▶ **TASK INSTRUCTIONS**:
1 – Which authors are listed at the top of the fault tolerance text?
2 – Count the lines in the rows that contain the string "facade", matching case exactly. Give only the number.
— begin GIVEN TEXT —
Fault Tolerant Communication Tools in Embedded Supercomputing

E. Verentziotis, A. Meliones, T. Varvarigou, G. Efthivoulidis, A. Kontizas 1
National Technical University of Athens
Department of Electrical and Computer Engineering
Division of Computer Science
{dora, meliones, verentz}@telecom.ntua.gr

The very nature of a parallel system, multiprocessor cooperation, seems to be both its powerful feature and its fatal weakness. Communication between processors provides the means to success for a parallel system, as long as it brings processors together and accumulates their power. In distributed memory multiprocessor systems (message passing) communication between nodes for the coherence of parallel tasks can be either blocking (synchronous) or non-blocking (asynchronous). In the synchronous mode problems arise when communication links or communicating threads are in an erroneous state (broken links, threads in infinite loops etc.) and thus communicating threads remain blocked, since communication cannot be initiated or completed. On the other hand, in asynchronous communication, problems arise when communicating threads are in an erroneous state or mailbox mechanisms supporting asynchronous communication are malfunctioning. The need for fault tolerant communication mechanisms is obvious; they are key factors for a parallel system's dependability and therefore can unlock the full system's capacity.
— end GIVEN TEXT —
— begin SUPPLIED ENTRIES —
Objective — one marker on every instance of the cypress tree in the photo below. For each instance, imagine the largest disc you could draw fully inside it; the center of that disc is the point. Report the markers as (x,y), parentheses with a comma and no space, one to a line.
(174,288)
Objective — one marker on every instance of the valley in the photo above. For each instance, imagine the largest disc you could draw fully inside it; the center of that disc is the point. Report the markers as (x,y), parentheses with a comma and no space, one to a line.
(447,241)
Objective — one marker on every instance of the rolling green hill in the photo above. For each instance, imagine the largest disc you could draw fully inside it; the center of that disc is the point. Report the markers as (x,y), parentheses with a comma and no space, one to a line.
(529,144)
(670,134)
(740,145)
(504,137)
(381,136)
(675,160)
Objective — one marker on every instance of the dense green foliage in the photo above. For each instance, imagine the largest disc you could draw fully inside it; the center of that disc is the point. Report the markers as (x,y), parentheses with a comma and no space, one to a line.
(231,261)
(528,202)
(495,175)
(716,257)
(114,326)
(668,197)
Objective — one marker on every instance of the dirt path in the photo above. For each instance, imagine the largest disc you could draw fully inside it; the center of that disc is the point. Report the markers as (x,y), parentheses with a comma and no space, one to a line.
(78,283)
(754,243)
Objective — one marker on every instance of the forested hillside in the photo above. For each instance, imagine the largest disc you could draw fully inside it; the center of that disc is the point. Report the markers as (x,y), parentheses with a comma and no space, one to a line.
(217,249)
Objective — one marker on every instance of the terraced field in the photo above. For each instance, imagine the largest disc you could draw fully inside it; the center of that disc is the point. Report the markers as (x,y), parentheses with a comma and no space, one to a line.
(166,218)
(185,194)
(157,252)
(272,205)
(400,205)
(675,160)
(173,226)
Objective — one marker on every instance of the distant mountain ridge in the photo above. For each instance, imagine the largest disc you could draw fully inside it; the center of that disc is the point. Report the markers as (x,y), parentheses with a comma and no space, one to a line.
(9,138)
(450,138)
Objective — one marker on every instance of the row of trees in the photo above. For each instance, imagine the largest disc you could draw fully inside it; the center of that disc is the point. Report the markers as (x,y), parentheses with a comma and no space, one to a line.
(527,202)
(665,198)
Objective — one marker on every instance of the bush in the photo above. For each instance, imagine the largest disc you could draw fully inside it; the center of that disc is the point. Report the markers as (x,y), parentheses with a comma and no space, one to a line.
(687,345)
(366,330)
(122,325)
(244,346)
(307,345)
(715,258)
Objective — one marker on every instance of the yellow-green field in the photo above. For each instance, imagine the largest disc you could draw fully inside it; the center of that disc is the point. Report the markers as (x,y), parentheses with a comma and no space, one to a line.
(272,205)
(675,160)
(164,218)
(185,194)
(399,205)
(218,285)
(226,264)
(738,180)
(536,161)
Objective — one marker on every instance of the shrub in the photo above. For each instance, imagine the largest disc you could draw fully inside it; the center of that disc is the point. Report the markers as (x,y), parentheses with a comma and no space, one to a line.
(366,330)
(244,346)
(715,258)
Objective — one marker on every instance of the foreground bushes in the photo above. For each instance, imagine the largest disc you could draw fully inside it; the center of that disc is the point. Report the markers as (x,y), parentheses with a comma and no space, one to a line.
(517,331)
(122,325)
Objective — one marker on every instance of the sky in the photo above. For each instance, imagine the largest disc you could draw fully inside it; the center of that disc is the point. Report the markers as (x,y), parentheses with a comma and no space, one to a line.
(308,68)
— end SUPPLIED ENTRIES —
— begin SUPPLIED ENTRIES —
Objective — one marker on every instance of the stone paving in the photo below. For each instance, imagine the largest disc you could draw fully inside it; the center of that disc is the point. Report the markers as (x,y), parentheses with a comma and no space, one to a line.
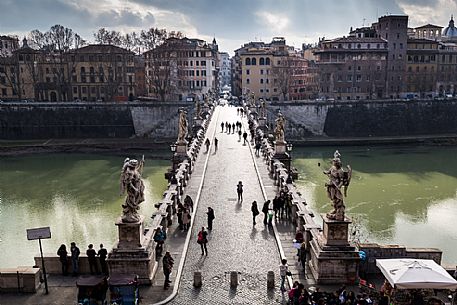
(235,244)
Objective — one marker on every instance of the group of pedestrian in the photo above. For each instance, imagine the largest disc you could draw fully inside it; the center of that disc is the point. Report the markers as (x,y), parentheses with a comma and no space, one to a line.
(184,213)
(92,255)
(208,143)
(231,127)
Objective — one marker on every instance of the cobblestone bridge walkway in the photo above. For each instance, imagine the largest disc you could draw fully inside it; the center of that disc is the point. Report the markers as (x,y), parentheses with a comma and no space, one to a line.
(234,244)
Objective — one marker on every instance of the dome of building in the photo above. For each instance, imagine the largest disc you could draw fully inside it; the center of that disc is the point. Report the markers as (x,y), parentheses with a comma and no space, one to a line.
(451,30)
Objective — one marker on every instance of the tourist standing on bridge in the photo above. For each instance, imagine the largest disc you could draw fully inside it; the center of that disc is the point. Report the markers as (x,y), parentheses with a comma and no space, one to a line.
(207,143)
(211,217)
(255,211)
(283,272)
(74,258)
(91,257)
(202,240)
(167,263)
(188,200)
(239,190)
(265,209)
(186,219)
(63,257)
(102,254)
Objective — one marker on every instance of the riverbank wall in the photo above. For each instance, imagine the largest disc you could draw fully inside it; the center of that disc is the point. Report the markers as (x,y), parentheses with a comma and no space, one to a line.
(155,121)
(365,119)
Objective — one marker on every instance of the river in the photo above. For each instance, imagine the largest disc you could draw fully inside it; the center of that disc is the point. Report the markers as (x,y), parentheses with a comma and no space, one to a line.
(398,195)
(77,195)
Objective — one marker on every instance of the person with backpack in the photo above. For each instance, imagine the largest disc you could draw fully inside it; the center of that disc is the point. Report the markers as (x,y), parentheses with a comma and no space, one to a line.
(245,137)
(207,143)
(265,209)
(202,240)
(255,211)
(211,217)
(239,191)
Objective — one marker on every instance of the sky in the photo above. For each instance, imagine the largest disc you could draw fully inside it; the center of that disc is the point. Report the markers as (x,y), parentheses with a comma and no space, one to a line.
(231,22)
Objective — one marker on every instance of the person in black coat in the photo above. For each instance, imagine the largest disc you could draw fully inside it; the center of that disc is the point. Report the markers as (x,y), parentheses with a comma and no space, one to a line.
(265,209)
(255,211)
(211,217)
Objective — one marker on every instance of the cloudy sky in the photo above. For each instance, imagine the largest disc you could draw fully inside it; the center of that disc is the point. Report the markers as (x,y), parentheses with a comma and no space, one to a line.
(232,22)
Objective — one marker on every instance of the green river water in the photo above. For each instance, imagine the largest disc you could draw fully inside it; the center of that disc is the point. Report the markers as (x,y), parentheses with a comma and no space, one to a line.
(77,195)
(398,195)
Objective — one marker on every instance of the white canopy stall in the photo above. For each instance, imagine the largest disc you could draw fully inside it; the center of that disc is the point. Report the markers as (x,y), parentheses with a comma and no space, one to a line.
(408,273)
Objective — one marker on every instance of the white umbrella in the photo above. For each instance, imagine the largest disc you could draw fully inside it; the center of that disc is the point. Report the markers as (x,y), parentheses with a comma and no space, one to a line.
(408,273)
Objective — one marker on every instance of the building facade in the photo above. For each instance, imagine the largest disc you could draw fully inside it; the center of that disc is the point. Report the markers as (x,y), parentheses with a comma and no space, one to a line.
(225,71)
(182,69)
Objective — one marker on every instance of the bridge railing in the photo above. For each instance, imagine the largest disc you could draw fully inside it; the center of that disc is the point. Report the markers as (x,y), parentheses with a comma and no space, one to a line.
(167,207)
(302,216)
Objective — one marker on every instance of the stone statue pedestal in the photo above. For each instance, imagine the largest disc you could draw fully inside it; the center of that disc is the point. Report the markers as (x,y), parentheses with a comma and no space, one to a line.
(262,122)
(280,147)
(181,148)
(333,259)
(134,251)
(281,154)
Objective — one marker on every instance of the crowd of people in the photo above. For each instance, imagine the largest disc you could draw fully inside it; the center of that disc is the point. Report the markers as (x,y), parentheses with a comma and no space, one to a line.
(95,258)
— end SUPPLIED ENTRIES —
▶ **FINAL RESULTS**:
1 –
E. Verentziotis
A. Meliones
T. Varvarigou
G. Efthivoulidis
A. Kontizas

2 – 1